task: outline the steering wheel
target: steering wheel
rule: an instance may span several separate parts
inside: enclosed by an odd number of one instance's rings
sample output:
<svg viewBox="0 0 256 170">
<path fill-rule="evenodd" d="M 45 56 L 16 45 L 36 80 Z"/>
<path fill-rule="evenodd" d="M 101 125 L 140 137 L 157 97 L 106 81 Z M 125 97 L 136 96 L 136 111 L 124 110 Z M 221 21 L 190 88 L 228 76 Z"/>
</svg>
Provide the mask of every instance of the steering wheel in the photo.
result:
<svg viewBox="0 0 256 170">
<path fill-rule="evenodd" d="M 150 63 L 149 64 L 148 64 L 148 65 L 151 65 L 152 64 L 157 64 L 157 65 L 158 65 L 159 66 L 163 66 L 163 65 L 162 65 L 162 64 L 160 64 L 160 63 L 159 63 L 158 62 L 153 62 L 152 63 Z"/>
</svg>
———
Given request — Please reproduce all of the data above word for word, keeping every line unchanged.

Exercise response —
task: outline the steering wheel
target: steering wheel
rule: an instance may span several separate parts
inside: enclosed by an odd number of one instance's rings
sample output:
<svg viewBox="0 0 256 170">
<path fill-rule="evenodd" d="M 45 56 L 16 45 L 36 80 Z"/>
<path fill-rule="evenodd" d="M 101 125 L 140 137 L 157 97 L 106 81 Z M 125 97 L 136 96 L 136 111 L 124 110 Z M 221 21 L 190 88 L 228 76 Z"/>
</svg>
Provide the mask of every instance of the steering wheel in the photo.
result:
<svg viewBox="0 0 256 170">
<path fill-rule="evenodd" d="M 150 63 L 149 64 L 148 64 L 148 65 L 151 65 L 152 64 L 157 64 L 157 65 L 158 65 L 159 66 L 163 66 L 163 65 L 162 65 L 162 64 L 160 64 L 160 63 L 159 63 L 158 62 L 153 62 L 152 63 Z"/>
</svg>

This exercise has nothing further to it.